§ Work request:
Print the data again, exactly.

-------- Supplied records --------

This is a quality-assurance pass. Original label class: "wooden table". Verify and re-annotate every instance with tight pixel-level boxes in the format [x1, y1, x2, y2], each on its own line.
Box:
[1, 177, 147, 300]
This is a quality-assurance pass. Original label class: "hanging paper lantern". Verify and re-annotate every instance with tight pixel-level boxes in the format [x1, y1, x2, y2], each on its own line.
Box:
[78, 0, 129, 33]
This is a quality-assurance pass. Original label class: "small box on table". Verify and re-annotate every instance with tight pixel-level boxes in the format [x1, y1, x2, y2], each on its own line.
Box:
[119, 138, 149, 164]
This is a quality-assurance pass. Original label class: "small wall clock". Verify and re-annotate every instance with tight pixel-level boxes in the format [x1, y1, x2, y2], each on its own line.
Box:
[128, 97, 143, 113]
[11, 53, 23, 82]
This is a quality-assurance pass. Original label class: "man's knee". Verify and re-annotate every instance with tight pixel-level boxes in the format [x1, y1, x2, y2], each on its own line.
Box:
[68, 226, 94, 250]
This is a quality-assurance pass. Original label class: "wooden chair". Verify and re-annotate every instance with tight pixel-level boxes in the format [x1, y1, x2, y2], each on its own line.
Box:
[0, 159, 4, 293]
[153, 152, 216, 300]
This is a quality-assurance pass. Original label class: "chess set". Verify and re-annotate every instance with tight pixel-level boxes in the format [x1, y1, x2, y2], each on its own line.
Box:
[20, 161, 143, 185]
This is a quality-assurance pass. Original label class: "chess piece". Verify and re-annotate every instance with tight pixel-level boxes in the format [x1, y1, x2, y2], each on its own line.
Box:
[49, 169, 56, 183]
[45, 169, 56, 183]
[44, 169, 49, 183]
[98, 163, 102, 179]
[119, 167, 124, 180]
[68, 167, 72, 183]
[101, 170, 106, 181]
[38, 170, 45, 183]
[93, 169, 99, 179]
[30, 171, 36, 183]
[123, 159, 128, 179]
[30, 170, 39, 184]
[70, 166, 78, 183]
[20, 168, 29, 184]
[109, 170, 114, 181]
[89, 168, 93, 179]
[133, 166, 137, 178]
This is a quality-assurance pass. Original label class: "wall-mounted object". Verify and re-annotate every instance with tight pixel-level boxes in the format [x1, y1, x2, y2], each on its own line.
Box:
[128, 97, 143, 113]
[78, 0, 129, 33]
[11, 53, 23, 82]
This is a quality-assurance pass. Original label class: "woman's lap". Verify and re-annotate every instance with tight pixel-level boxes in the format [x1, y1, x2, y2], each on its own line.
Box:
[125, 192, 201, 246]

--------

§ Solution to the exercise:
This is a quality-assurance pass. Original label class: "wooden table". Verify and re-annotate every instance with tight pixel-level boxes in the format [x1, y1, x2, y2], each on its own line.
Box:
[1, 177, 147, 300]
This is a quality-assurance pass. Original label class: "hanging paper lantern". Verify and re-annotate every instance with tight pixel-level boxes in the format [x1, y1, x2, y2], each on its own line.
Box:
[78, 0, 129, 33]
This is a quality-assurance pass. Original label class: "small box on table". Verify and re-annotate every instance with tight pixel-level boxes in the format [x1, y1, x2, y2], each on its own line.
Box:
[119, 138, 149, 164]
This is a quality-assurance pass. Original label class: "small wall clock". Verify and re-annotate every instance with tight pixel-level boxes in the format [x1, y1, x2, y2], each on its own line.
Box:
[128, 97, 143, 113]
[11, 53, 23, 82]
This is a quality-assurance pass. Original label class: "man's knee". Verify and re-annotate every instance with tight pixel-level boxes in the format [x1, y1, x2, y2], each on its own line.
Box:
[68, 226, 94, 250]
This is a quality-assurance pass. Original label class: "wooden chair". Verify and re-annotate every instance with tight pixel-level boxes in the format [x1, y1, x2, y2], each on its own line.
Box:
[0, 159, 4, 293]
[153, 152, 216, 300]
This is a quality-assurance pass. Original label class: "chess set". Verify and re-annotate every instance with tight pixel-level boxes in the format [x1, y1, x2, y2], each on its own line.
Box:
[20, 161, 143, 185]
This is a quality-assurance pass. Original label class: "chess piece". Verify and re-annotate every instance with tight pixel-level boxes in the format [x1, y1, x2, y2], each on its own line.
Box:
[49, 169, 56, 183]
[45, 169, 56, 183]
[44, 169, 49, 183]
[98, 163, 102, 179]
[119, 167, 124, 180]
[68, 167, 72, 183]
[101, 170, 106, 181]
[38, 170, 45, 183]
[93, 169, 99, 179]
[30, 171, 36, 183]
[123, 159, 128, 179]
[30, 170, 39, 184]
[70, 166, 78, 183]
[20, 168, 29, 184]
[109, 170, 114, 181]
[89, 168, 93, 179]
[133, 166, 137, 178]
This is a quality-assurance pass. Original label class: "wall-mounted object". Verify and re-annotate every instance with tight pixel-level boxes in the format [x1, y1, x2, y2], each on its own line.
Box:
[128, 97, 143, 113]
[78, 0, 129, 33]
[11, 53, 23, 82]
This is a quality-assurance pass. Original label class: "woman's lap". Verify and re-annotate every instance with tight pixel-level boxes in the format [x1, y1, x2, y2], each on its own line.
Box:
[125, 192, 201, 246]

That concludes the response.